▸ Extrait du document
Le projet lovemusic, de Strasbourg, se positionne comme une remise en cause du système patriarcal et hiérarchique, conviction qui se remarque plus par des tenues de scènes scintillantes (une réminiscence de Village People ou de Patrick Hernandez, mais flottantes plutôt que près du corps) et la généralisation du maquillage que par une programmation spécifique -qui rassemble deux nominés Gaudeamus 2024, un nominé 2016 et la détentrice de l’award 2019, en plus d’une pièce d’un membre du collectif et une de la Montréalaise Erin Gee.

Exhaust and fume, de Kelley Sheehan (Chicago), martèle une progression lente (les frappes sur le corps de la guitare, les vibrations du papier aluminium recouvrant l’embouchure de la clarinette) mais me convainc bien moins que Between Two Trios, de Patrick Ellis (un compositeur anglais dont je vous reparlerai plus loin), un (austère mais insolite) exercice qui mêle deux trios à cordes (l’un devant nos yeux, l’autre préenregistré), à l’accordage différant d’un micron-ton et qui, à sa manière, rend hommage, par ses trémolos incessants et sa construction de « wall of sound », aux guitares shoegaze du tournant du siècle.

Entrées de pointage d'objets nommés

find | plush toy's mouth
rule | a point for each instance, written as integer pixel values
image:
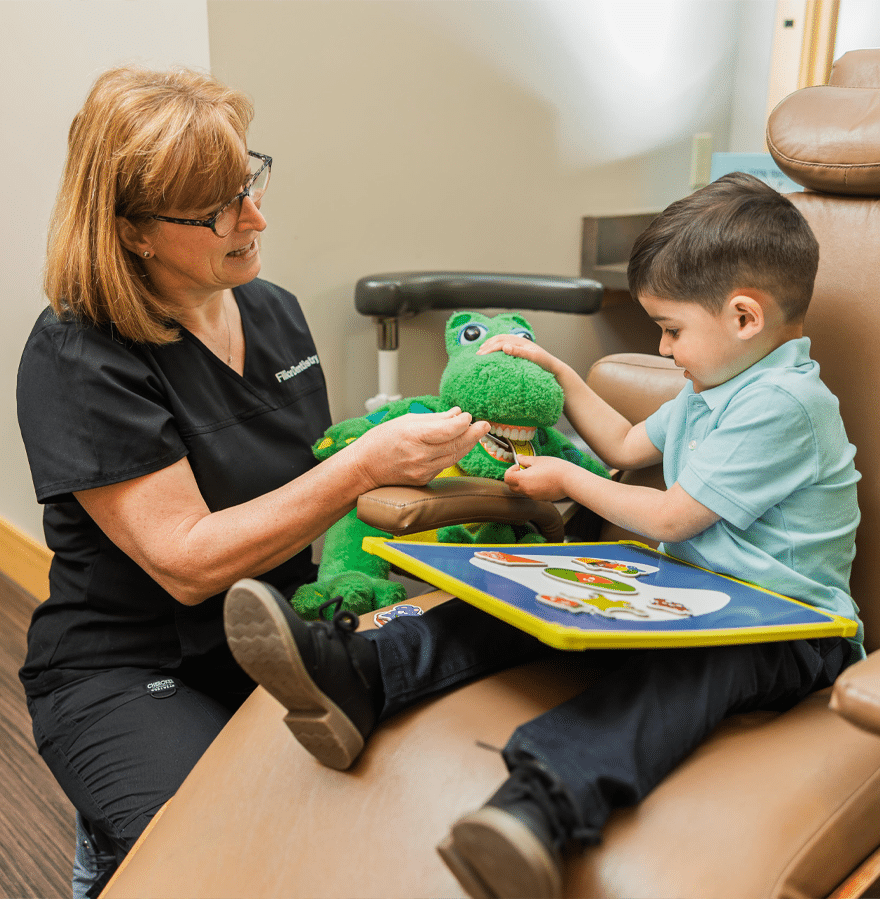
(496, 448)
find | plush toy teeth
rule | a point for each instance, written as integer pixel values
(499, 448)
(511, 432)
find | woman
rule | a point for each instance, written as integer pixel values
(168, 401)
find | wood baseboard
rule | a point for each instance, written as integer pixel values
(24, 560)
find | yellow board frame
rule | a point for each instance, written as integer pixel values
(628, 637)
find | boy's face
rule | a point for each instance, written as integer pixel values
(705, 344)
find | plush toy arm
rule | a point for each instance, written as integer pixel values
(551, 442)
(338, 436)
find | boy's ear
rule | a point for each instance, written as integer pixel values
(131, 237)
(749, 314)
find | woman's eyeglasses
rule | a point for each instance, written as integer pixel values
(226, 217)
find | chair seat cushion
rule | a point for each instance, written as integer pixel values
(771, 805)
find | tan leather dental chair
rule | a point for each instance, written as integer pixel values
(772, 805)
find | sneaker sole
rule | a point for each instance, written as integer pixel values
(494, 856)
(260, 640)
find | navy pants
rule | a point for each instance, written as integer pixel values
(121, 741)
(648, 709)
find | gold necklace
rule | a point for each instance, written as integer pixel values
(228, 334)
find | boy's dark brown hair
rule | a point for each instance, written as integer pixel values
(734, 234)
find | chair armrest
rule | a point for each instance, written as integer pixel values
(636, 384)
(448, 501)
(408, 293)
(856, 694)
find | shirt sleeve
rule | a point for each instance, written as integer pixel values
(763, 450)
(657, 424)
(92, 412)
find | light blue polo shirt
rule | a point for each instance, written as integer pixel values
(767, 451)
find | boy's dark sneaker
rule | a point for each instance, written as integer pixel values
(324, 674)
(508, 848)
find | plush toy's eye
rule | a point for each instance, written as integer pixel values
(472, 333)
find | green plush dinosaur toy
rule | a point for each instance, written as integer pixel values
(519, 399)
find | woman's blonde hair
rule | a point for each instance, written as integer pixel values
(143, 142)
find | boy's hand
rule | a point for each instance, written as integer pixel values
(522, 347)
(540, 477)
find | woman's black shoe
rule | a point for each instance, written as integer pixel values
(324, 674)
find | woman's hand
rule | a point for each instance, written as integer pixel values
(540, 477)
(162, 521)
(415, 448)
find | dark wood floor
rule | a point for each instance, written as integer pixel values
(36, 820)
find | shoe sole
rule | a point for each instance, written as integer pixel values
(259, 637)
(494, 856)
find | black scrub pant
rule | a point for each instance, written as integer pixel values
(120, 742)
(646, 711)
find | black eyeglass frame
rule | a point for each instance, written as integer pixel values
(211, 221)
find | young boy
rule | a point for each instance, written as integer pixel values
(761, 486)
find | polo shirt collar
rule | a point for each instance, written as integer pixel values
(791, 354)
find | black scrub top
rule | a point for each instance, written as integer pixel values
(95, 410)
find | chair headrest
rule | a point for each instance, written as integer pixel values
(827, 138)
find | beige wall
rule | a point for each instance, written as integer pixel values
(465, 135)
(407, 134)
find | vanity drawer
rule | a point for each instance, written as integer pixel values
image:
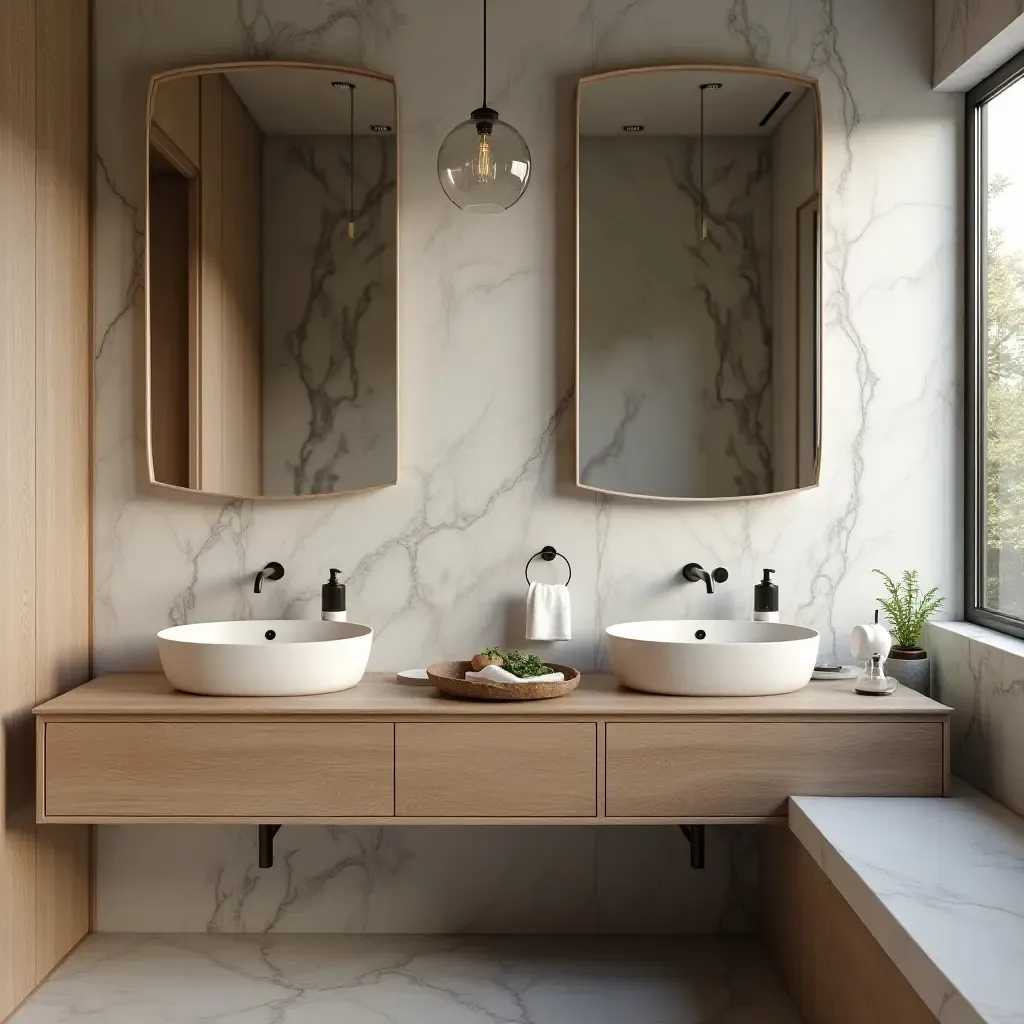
(749, 769)
(271, 770)
(496, 770)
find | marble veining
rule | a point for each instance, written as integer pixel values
(963, 30)
(940, 885)
(980, 674)
(410, 980)
(329, 315)
(543, 880)
(675, 334)
(486, 311)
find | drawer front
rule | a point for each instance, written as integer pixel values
(496, 770)
(750, 769)
(270, 770)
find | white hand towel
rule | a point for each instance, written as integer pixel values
(549, 614)
(496, 674)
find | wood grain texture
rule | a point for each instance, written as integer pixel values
(834, 969)
(170, 345)
(219, 770)
(130, 694)
(45, 372)
(176, 111)
(751, 768)
(229, 409)
(17, 508)
(62, 434)
(496, 770)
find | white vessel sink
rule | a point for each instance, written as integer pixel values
(731, 658)
(267, 657)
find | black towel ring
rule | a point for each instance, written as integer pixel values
(549, 554)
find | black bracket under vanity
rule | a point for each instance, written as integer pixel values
(264, 840)
(695, 837)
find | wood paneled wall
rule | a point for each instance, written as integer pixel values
(45, 461)
(231, 336)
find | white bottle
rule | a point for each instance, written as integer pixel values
(766, 600)
(333, 599)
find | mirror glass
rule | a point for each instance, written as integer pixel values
(272, 281)
(698, 320)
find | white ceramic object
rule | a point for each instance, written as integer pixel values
(266, 657)
(731, 658)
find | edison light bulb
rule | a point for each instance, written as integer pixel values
(483, 165)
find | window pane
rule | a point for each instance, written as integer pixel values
(1004, 384)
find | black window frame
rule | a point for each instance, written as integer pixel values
(975, 212)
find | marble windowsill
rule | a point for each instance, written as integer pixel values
(939, 884)
(984, 635)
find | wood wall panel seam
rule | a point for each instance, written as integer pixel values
(45, 467)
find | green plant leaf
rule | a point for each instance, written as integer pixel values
(906, 607)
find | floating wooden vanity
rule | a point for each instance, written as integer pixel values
(130, 749)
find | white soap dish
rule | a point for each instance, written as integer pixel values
(414, 677)
(842, 672)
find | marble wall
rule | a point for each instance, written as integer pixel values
(972, 38)
(486, 312)
(330, 315)
(675, 334)
(980, 674)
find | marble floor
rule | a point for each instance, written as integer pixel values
(299, 979)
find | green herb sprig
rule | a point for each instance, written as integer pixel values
(906, 607)
(520, 665)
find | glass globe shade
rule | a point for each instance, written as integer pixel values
(483, 165)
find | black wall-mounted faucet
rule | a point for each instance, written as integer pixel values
(695, 572)
(272, 570)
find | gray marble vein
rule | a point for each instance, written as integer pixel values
(435, 564)
(980, 675)
(940, 885)
(287, 980)
(263, 35)
(329, 375)
(135, 283)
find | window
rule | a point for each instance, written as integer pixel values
(994, 307)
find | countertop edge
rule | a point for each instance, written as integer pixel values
(938, 991)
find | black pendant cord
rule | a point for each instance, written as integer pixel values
(702, 226)
(351, 161)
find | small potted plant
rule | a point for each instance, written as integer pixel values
(907, 609)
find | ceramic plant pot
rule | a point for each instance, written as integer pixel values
(910, 667)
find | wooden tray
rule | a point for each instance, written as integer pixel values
(450, 678)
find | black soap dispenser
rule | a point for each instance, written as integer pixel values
(766, 600)
(333, 599)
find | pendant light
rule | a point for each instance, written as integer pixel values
(351, 153)
(704, 203)
(483, 163)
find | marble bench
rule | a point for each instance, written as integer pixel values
(939, 885)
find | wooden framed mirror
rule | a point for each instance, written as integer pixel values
(698, 318)
(271, 280)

▸ Exercices à faire
**A)** Indiquez si chacune des affirmations suivantes concorde avec l'extrait sur le projet lovemusic, en citant les mots décisifs du texte : (i) le projet lovemusic vient de Strasbourg ; (ii) Patrick Ellis est un compositeur américain ; (iii) dans Between Two Trios, les deux trios à cordes jouent devant le public.
**B)** Répondez aux questions suivantes d'après l'extrait sur le projet lovemusic.
(i) De quelle ville vient Kelley Sheehan ?
(ii) Dans Exhaust and fume, l'embouchure de quel instrument est recouverte de papier aluminium ?
(iii) De quelle ville est Erin Gee ?
**C)** Poursuivez, s'il vous plaît, l'extrait sur le projet lovemusic à partir de sa dernière phrase.

▸ Réponses par exercice
**A)**
(i) Oui : « Le projet lovemusic, de Strasbourg »
(ii) Non : « un compositeur anglais »
(iii) Non : « l’un devant nos yeux, l’autre préenregistré »

**B)**
(i) De Chicago.
(ii) De la clarinette.
(iii) De Montréal.

**C)**
Cove, au travers duquel David Bird expose son ressenti de solitude, séparé de sa famille en Californie du Sud lors de la pandémie, se présente comme une série d’éruptions contenues, où clarinette basse, flûte et alto jouent en collaboration souvent étroite, alors que Yixie Shen modèle, à partir des fragments du début de Illusion - I. Der bewegte Wald, un cheminement qui renforce la cohésion des deux fois deux (cordes et vents) instruments. C’est la flûte basse d’Emiliano Gavito (il y chantonne) qui lance Mouthpiece 33 de la compositrice canadienne : dans cette série de pièces, Erin Gee intègre des sons non verbaux à des effets instrumentaux -c’est original mais parfois laborieux. Responsable du son et de l’électronique du collectif, Finbar Hosie met en scène The Hyacinth Garden : lampes de chevet éparpillées, ablutions momentanées, tirage de cartes et commentaires ; un morceau qui déstructure, joue avec les contrastes et se termine sans qu’on soit certain qu’il ait conclu.

Lucy McKnight, le DIY et la harpe

J’arrive à point au Stadsklooster -le seul cloître de ma connaissance où les cierges brûlent à quelques mètres du bar et qui propose dans sa programmation le Queer Film Festival-, dont la scène improvisée accueille trois harpes et, à l’arrière de celle du milieu, une étrange structure en bois et où Parker Ramsay, instrumentiste aussi à l’aise dans la musique nouvelle que dans les Variations Goldberg, passe d’un instrument à l’autre en fonction des morceaux.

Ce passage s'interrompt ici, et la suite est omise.